ユーカリ品種ひとくち栽培コメント その1
今日から私の育てている
全140種程のユーカリたちについて
ひとくち栽培コメントを書いていきたいと思います。
ただこれはあくまでも、
風通しや日照も悪い我が家のベランダで、
私のブレンド用土でスリット鉢で育てた場合の
私の個人的且つ直観的なコメントです。
他の栽培環境では良好なものもありますので、
あくまでも参考までにお願いします。
■ Eucalyptus globulus ssp. globulus(グロブルス)
水食いで強健だが、暑いのはあまり好きではない。
ただ高温障害の出る程までに弱くはない。
日照が足りないと極端に生育が悪くなる。
例えば、葉の一部だけに日光が当たっていると、
その周囲の葉だけがやたらと大きく立派になる程である。
鉢植え管理でも激しい剪定を必要とする程の
基本的に枯れる気のしないユーカリ。
【樹高:300cm / 鉢:スリット7号】
■ Eucalyptus globulus ssp. bicostata(ビコスタータ)
水食いで強健、私的にはグロブルスでは最も楽で育てやすい。
原種よりも暑さや日照不足に対する適応力が高い模様。
基本、水だけ毎日与えて放置でも全然問題ないが、
放置しすぎるとハダニが発生するのでたまに水をかける。
成長は激しいが原種程の暴力的な印象はない。
基本的に全く枯れる気のしないユーカリ。
【樹高:250cm / 鉢:スリット6号】
■ Eucalyptus globulus ssp. maidenii(マイデニー)
寒い季節や涼しい季節は放置気味だが、
かなり高温多湿に弱いらしく、梅雨時期や夏などは、
少し気にかけて、水分管理に気を付けている。
原種やビコスタータのように適当に管理していて、
一度150cm級を枯らせたので、グロブルスでは最も鬼門。
真夏の日光の激射を浴びると葉先が少しヘタることもある。
夏場はしっかりと頭で考えて水分管理を心掛ける必要がある。
【樹高:120cm / 鉢:スリット6号】
■ Eucalyptus globulus ssp. pseudoglobulus(スードグロブルス)
置き場所が悪いので成長はあまり進んでいないが、
原種とビコスタータの間のような位置づけ。
暑さや空中湿度に対しては原種よりも強く、
ビコスタータ程は安心のできないレベル。
基本強健で放置でも問題ない。
ただししっかりと日光に当てないと成長は遅くなる。
葉色の緑が強く、あまり粉を吹かないのが特徴。
【樹高:100cm / 鉢:スリット6号】
■ Eucalyptus cinerea(シネレア)
一般の御宅で屋外管理すると基本的には生育良好。
我が家では生育こそ良好で強健ではあるが、
置き場所が悪いので、夏場は葉が傷みやすい。
どちらかというと涼しい季節に良く日光に当てると良い感じ。
家では強健が故に辛い環境で育てられて見栄えはイマイチ。

提供データ:
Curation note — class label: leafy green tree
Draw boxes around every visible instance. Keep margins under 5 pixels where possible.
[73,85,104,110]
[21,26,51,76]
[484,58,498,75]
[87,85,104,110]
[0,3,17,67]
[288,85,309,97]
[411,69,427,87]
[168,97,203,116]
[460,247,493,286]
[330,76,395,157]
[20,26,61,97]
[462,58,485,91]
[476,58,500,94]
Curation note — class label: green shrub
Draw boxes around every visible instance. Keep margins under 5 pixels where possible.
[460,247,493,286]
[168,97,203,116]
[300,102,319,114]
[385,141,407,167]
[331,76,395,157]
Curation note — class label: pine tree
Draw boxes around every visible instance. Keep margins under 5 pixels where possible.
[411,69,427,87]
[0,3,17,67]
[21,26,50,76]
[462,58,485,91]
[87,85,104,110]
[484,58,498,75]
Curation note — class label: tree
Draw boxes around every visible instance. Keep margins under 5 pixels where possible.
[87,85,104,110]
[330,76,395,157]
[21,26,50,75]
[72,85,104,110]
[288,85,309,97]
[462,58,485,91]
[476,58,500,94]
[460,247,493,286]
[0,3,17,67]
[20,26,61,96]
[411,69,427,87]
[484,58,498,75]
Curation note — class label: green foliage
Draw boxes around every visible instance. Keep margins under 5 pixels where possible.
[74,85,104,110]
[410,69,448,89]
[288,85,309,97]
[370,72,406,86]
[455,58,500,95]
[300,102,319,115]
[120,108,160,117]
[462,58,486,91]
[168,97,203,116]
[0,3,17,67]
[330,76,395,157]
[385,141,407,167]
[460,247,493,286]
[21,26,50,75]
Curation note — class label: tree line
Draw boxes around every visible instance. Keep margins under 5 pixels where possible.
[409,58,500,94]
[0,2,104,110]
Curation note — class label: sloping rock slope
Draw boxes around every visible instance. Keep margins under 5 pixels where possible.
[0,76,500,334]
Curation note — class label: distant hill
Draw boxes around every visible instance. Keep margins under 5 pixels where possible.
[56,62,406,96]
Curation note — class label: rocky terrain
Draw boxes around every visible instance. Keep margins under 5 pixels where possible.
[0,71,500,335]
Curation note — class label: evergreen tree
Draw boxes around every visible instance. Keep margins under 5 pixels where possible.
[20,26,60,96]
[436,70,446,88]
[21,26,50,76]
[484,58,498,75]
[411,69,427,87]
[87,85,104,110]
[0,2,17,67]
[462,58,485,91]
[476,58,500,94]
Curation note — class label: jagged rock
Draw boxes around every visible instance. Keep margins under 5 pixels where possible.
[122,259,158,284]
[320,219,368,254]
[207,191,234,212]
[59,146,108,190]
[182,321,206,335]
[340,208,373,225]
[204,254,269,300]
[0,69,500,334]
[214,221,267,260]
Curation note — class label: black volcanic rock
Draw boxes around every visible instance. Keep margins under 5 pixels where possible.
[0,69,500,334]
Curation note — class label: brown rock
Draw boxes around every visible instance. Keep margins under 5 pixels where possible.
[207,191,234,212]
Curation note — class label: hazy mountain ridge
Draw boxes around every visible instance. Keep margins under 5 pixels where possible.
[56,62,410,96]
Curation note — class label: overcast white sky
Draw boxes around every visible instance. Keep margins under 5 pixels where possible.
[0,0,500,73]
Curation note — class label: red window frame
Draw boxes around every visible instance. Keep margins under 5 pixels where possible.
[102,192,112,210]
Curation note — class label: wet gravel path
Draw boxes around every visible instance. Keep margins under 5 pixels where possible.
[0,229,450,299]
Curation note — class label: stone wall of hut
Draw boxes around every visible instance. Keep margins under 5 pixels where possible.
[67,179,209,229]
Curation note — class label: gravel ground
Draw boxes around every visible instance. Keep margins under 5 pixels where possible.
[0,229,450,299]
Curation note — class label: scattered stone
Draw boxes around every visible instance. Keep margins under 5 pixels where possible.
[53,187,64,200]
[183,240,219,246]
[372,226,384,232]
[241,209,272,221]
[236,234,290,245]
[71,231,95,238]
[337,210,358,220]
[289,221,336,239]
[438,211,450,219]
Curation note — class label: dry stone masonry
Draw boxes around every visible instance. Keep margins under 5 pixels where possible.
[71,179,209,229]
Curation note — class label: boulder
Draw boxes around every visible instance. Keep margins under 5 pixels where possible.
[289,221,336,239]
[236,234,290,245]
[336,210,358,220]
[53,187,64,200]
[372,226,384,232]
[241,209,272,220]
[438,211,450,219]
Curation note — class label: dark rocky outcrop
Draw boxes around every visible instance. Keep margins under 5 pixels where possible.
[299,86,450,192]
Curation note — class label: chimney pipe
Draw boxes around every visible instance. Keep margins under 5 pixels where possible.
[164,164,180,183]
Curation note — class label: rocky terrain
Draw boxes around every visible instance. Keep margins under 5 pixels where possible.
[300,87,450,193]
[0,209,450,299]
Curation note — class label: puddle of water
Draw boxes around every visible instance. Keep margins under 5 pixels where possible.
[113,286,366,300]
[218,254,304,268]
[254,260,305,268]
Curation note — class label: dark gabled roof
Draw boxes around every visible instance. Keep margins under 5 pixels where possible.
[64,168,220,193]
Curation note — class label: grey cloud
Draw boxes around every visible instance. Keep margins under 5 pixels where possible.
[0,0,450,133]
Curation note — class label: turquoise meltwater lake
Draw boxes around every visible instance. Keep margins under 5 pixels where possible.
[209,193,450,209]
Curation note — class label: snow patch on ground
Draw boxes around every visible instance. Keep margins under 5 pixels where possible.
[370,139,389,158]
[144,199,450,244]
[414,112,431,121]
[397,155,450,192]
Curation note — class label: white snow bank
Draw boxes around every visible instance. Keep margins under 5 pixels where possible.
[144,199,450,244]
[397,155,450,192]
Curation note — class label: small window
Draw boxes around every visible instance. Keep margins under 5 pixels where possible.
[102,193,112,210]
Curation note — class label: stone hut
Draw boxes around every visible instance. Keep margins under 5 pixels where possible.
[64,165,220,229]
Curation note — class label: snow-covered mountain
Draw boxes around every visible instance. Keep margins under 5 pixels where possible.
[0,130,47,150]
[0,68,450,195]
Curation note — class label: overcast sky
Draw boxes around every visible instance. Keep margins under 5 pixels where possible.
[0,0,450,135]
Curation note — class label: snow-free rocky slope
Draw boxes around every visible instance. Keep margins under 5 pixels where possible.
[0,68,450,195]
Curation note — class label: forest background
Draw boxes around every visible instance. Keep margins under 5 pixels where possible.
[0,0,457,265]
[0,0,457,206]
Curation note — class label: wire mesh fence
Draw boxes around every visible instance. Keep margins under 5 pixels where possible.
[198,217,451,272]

実施事項:
1. ユーカリ栽培の文章によれば、ビコスタータを放置しすぎると何が発生しますか。
2. ユーカリ栽培の文章を、最後の文の後から書き継いでください。

想定解答:
1. ハダニが発生します。

2.
葉を綺麗に保ちたい場合は、程良い日照と風通しの良さが大切。
水は思ったより吸わないなという印象。
今は枯れる気のしないユーカリの一つになっている。
【樹高:120cm / 鉢:スリット6号】
■ Eucalyptus cinerea var. pendula(シネレア・ペンデュラ)
タネが希少なこともあって
少し気にかけているので、見栄えは悪くない。
基本定期的に水を与えるだけの管理で問題ない。
原種同様に過湿、日照不足にも強いので非常に楽な部類。
ただ原種に比べると過保護な管理をしている割には成長が遅い印象。
【樹高:60cm / 鉢:スリット5号ロング】
■ Eucalyptus pulverulenta ssp. pulverulenta(プルベルレンタ)
一般の御宅では生育が良好なことを考えると
我が家ではあまり良い状態とは言えない。
特に我が家の風通しの悪い高温多湿な環境が嫌いな模様。
手をかけて場所を改善すればもっと良くなると思われる。
用土や鉢、日照はそこそこ高いレベルを要求するので、
シネレアのように放置でOKとはまだいかない。
思い通りの樹形に育てるには恐ろしく難易度が高い。
【樹高:100cm / 鉢:スリット5号ロング】
■ Eucalyptus pulverulenta ssp. babyblue(ベイビーブルー)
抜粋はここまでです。